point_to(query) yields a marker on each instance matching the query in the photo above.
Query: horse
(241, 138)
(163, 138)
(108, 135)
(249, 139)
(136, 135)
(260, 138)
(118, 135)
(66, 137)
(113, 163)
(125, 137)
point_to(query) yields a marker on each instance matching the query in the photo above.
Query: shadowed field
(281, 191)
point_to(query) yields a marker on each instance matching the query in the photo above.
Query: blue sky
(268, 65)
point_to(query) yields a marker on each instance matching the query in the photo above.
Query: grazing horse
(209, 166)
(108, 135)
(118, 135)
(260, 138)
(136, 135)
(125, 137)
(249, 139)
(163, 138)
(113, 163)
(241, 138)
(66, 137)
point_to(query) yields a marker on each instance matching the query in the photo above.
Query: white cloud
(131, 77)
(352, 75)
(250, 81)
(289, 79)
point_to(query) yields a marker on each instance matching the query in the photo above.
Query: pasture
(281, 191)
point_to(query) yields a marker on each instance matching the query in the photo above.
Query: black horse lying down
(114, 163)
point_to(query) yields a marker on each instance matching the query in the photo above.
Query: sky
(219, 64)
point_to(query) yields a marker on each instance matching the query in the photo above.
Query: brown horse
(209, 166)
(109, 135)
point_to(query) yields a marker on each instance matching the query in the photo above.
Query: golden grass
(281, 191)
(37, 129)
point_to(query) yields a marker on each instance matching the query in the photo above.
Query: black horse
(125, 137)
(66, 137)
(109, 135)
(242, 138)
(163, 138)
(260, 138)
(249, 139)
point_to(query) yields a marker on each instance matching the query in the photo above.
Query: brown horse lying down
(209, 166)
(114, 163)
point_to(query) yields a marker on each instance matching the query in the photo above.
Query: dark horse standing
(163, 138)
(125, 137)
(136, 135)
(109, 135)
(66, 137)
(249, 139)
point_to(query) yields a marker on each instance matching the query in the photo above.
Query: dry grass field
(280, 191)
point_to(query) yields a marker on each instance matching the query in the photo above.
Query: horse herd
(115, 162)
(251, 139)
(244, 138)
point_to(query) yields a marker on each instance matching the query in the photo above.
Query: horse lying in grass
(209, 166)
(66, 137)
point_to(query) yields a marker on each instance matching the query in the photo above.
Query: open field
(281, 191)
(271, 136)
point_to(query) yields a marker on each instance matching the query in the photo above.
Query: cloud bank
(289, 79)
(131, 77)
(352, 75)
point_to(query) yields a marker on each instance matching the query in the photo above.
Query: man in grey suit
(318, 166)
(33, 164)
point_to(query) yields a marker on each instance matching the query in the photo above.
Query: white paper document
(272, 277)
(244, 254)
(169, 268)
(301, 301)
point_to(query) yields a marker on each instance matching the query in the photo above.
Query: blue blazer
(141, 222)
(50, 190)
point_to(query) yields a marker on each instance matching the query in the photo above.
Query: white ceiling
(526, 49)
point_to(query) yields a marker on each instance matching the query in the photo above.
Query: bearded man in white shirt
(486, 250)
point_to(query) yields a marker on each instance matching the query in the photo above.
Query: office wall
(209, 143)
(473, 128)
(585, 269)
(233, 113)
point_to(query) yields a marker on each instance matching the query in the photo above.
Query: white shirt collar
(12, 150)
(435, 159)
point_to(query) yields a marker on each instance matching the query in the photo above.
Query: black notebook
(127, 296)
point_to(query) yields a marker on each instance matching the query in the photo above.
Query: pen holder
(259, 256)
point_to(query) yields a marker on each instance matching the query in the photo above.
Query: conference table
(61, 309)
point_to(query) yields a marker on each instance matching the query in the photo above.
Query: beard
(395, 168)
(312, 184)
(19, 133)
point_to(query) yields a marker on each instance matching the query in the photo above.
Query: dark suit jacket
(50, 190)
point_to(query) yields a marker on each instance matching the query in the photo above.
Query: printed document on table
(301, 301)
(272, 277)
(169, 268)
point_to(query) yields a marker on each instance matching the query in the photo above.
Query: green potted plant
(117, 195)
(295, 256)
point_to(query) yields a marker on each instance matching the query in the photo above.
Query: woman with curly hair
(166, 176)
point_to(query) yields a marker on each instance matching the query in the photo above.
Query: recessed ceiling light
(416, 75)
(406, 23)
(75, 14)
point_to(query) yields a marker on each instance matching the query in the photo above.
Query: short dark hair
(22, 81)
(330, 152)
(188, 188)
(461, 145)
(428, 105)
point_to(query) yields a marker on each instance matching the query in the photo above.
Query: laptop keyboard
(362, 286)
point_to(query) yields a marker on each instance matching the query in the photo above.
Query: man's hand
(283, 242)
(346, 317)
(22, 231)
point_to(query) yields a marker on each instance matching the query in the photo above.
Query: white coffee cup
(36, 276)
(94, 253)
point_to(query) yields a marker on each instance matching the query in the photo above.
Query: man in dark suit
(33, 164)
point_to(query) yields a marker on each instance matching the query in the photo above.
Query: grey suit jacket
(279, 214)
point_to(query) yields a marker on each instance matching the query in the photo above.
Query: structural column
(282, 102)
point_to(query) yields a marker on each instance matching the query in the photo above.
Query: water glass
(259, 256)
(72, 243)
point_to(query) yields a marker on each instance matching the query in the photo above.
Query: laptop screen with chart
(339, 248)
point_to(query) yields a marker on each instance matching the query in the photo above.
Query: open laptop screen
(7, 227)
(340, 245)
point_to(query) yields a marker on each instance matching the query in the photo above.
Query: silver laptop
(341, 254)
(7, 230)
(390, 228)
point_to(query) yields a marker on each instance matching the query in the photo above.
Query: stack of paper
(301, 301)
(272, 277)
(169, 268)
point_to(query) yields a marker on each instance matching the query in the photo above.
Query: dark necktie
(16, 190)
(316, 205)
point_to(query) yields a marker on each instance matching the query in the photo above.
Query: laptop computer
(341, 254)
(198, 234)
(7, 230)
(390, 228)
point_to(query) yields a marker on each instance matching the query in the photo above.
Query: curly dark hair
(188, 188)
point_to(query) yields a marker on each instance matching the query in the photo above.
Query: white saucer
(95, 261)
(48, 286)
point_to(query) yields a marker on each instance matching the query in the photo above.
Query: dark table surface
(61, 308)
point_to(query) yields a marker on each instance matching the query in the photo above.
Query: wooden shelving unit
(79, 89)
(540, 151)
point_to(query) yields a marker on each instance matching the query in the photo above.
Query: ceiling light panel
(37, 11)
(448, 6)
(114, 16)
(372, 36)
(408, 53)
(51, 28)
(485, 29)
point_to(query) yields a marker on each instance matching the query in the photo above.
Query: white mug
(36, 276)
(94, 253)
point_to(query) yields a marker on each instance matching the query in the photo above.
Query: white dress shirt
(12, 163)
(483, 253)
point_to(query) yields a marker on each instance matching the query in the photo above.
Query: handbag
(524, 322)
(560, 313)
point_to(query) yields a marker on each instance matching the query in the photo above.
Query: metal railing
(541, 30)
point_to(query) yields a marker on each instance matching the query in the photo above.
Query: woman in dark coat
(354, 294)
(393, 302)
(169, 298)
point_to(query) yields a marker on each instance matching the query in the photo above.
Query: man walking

***

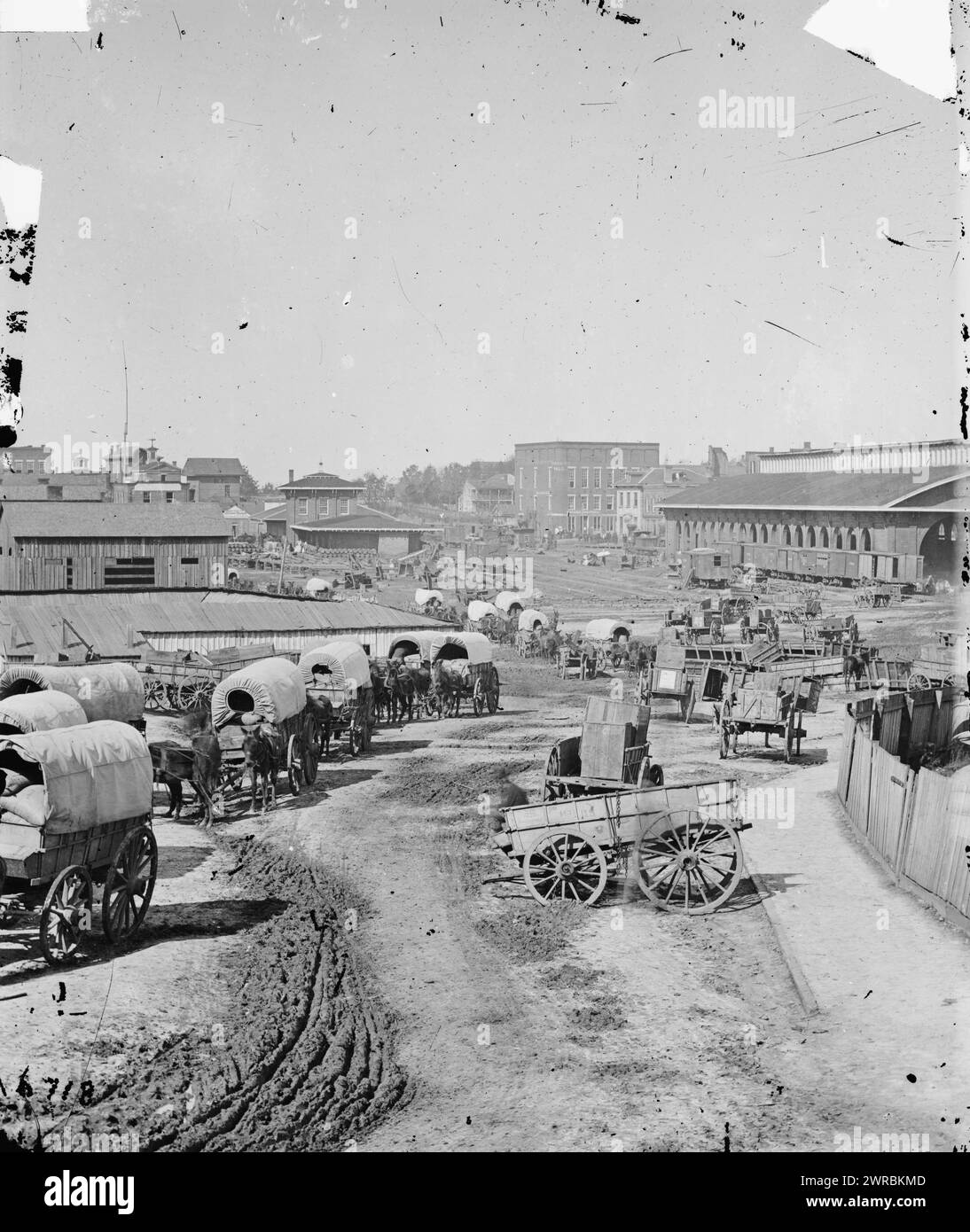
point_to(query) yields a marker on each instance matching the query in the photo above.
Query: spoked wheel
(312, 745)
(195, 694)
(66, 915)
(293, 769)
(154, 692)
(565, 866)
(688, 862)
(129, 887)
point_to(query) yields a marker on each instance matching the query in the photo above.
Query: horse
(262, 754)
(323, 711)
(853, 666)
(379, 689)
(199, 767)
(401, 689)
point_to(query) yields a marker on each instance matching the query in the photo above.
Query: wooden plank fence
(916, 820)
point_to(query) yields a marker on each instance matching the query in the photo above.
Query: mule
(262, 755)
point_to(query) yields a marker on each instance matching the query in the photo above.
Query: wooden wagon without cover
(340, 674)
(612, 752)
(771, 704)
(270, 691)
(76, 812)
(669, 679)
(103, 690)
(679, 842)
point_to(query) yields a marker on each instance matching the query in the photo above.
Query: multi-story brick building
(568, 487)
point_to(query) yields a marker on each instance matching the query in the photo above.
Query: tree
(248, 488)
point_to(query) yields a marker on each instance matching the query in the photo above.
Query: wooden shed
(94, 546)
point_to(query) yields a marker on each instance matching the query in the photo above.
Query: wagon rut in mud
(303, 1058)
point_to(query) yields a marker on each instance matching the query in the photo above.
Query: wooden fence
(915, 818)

***

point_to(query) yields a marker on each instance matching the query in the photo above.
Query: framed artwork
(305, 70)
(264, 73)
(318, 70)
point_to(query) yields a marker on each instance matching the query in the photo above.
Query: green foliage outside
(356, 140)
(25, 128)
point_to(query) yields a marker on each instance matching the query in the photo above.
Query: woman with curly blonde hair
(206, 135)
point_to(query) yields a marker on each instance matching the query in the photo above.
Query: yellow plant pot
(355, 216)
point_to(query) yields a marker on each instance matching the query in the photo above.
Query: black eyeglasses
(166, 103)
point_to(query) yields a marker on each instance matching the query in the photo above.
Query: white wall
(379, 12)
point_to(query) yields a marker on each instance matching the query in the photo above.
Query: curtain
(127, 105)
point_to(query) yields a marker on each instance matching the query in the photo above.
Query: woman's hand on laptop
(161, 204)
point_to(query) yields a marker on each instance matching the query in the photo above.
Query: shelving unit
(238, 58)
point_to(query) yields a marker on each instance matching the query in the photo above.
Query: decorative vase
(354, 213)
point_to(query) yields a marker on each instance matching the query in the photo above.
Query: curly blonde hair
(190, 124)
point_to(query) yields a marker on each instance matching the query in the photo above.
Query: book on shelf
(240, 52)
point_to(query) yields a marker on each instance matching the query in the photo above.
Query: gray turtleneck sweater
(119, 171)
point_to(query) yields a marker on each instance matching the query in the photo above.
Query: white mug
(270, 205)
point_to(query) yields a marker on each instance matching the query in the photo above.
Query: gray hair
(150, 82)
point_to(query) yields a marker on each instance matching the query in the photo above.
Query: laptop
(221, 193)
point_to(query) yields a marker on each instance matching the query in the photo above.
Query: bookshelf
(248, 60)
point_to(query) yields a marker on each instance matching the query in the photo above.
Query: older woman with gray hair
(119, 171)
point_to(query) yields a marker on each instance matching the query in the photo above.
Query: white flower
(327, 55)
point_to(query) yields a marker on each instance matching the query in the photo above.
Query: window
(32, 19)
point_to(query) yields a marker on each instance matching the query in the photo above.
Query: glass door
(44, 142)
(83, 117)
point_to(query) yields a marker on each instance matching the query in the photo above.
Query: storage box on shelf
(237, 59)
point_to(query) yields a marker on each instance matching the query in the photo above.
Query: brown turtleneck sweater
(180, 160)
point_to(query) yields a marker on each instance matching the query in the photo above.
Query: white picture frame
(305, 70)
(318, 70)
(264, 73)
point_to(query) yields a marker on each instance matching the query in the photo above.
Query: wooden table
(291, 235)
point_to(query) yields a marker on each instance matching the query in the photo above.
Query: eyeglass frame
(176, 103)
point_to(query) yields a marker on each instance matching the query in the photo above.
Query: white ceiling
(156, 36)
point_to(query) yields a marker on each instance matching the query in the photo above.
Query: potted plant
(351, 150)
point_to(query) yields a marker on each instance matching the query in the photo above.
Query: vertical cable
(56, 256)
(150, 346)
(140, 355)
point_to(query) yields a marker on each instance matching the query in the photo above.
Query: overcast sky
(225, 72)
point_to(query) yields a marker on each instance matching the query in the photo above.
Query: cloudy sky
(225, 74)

***

Stated problem —
Return each line of the material above that contains the word "hair".

Full response —
Query: woman with curly hair
Query: short dark hair
Query: curly dark hair
Query: woman with curly blonde hair
Query: curly blonde hair
Query: gray hair
Query: older woman with gray hair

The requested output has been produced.